## Task to complete
Answer these questions about the Darlingtonia State Natural Site text:
1. What common name does the text give for Darlingtonia californica?
2. Along which highway is the site located?
3. What have recent studies indicated about Darlingtonia?
***** Supplied text
Friday, March 6, 2015

Darlingtonia State Natural Site

Darlingtonia californica (Cobra Lily)

Darlingtonia State Natural Site in April 2014

Darlingtonia State Natural Site is a quick & interesting stop along the coast highway (US 101) in Florence, Oregon.  The site is a bog filled with a large number of cobra lily (Darlingtonia californica) a carnivorous plant.  An opening in the stalk of the plant leads insects to nectar inside. Once inside, the insect is trapped by downward-pointed hairs & falls into a pool of water at the bottom of the stalk.  It was once believed that this variety of pitcher plant did not produce any digestive enzymes & relied on symbiotic bacteria & protozoa to break down the captured insects into easily absorbed nutrients. Recent studies have indicated that Darlingtonia secretes at least one enzyme that digests captured prey.
**********
***** Provided information
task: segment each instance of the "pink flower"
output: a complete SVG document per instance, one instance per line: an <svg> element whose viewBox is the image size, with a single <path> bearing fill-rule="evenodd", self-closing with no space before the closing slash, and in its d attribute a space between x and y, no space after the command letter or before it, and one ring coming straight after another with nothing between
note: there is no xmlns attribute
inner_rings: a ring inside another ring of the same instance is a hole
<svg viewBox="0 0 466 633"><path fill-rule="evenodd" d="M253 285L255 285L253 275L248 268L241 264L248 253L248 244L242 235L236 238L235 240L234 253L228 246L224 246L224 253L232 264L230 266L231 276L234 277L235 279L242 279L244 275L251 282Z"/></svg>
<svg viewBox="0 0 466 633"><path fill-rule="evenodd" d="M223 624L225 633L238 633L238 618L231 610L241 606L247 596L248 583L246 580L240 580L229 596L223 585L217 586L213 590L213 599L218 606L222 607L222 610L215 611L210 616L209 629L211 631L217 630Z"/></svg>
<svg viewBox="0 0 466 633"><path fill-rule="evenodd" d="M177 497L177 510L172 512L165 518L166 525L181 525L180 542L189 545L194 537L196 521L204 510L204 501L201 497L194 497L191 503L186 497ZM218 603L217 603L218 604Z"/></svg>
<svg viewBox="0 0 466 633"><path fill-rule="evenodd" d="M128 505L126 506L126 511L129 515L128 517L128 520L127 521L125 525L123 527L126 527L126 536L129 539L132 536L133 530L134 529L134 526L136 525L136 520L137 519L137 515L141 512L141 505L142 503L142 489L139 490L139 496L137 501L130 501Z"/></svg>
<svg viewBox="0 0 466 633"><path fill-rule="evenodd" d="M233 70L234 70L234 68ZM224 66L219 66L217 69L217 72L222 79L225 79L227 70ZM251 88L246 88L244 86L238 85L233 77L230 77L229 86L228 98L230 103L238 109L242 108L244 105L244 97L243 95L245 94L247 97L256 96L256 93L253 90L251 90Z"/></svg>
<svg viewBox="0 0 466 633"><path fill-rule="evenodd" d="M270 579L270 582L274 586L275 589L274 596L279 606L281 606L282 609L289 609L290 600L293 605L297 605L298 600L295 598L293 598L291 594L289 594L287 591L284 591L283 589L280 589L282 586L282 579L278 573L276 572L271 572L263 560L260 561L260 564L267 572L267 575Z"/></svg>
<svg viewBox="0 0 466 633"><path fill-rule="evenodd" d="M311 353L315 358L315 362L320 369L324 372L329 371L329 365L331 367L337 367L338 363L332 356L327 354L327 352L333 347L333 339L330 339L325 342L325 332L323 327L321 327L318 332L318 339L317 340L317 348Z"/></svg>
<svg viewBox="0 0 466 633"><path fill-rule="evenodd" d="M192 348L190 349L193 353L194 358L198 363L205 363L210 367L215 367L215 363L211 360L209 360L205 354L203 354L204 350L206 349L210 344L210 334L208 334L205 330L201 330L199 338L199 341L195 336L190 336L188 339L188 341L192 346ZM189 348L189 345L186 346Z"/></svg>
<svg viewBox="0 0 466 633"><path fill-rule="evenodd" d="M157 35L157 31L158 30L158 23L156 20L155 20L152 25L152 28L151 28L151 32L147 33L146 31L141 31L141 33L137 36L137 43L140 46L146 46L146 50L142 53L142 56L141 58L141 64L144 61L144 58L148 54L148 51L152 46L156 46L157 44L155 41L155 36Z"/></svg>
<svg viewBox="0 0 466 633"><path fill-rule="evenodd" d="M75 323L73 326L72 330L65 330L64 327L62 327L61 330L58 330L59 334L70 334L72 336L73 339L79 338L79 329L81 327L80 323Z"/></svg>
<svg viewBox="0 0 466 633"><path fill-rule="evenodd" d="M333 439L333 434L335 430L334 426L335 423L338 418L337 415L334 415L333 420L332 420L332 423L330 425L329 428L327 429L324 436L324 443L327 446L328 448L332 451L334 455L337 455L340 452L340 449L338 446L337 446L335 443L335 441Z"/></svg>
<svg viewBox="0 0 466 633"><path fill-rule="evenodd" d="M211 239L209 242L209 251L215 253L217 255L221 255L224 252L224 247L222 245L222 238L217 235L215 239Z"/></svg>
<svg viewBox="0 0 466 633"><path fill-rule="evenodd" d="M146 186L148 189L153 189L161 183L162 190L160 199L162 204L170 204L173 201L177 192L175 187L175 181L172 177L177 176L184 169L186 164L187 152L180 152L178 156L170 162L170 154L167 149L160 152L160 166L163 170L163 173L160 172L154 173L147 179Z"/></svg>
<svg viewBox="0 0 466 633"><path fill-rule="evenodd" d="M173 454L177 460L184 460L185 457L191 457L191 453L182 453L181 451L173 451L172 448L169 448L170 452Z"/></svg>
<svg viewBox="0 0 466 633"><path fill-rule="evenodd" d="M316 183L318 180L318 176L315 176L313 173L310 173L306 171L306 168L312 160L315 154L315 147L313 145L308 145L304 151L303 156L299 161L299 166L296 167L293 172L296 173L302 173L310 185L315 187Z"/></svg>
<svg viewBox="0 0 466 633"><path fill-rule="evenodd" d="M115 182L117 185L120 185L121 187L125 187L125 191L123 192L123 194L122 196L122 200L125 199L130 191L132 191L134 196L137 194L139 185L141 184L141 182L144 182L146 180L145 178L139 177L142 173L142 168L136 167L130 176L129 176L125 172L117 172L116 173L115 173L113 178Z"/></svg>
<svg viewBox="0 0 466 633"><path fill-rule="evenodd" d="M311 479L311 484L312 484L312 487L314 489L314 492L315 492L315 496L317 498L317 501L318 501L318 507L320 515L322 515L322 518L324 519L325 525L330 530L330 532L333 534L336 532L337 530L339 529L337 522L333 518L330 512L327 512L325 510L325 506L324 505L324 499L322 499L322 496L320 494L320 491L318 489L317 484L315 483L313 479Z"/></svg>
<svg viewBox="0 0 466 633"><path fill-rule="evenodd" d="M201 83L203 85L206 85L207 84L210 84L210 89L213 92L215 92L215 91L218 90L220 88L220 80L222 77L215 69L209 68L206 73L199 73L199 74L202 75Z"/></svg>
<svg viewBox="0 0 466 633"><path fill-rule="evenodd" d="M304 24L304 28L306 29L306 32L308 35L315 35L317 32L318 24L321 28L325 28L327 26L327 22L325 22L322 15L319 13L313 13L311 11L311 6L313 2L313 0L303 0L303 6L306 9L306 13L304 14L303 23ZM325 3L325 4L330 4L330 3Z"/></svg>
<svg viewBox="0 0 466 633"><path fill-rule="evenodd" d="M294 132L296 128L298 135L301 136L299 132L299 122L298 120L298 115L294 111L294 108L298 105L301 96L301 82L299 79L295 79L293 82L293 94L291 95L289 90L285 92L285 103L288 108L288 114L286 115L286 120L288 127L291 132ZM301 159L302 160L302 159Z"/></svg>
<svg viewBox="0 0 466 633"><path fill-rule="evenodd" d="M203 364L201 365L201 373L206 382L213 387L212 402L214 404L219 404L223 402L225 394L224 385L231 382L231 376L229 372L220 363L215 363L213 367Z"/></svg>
**********
## Problem solution
1. Cobra lily.
2. The coast highway, US 101, in Florence, Oregon.
3. Darlingtonia secretes at least one enzyme that digests captured prey.